WHAT THE TASK REQUIRES —
Whenever "riverbank" occurs in a line of the material, list that line.
*** AVAILABLE DATA ***
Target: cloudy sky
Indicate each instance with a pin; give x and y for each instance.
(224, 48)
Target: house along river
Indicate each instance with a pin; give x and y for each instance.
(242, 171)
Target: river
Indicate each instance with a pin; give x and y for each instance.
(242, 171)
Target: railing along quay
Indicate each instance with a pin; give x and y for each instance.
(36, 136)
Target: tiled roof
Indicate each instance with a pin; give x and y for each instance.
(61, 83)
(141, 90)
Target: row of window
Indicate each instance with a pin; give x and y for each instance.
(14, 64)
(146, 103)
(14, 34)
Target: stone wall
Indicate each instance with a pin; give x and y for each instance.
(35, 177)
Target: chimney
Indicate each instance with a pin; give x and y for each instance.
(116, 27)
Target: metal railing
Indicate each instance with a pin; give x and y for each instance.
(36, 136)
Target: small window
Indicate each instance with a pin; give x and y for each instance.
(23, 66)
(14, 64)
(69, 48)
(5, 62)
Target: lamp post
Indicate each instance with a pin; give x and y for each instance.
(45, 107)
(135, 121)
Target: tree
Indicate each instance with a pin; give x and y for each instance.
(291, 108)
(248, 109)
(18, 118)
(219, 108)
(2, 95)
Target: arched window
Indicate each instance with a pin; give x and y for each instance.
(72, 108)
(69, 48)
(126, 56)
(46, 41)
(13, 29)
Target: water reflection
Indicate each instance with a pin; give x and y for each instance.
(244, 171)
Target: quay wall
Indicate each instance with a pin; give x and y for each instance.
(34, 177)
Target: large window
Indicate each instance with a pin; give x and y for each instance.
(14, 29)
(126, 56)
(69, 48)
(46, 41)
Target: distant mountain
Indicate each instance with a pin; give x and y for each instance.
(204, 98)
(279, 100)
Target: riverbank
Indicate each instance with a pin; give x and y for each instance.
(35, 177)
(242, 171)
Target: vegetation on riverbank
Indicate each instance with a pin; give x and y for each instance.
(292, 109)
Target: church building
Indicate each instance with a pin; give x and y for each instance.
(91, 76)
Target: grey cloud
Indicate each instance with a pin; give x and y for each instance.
***
ANSWER SPACE —
Target: riverbank
Target: vegetation on riverbank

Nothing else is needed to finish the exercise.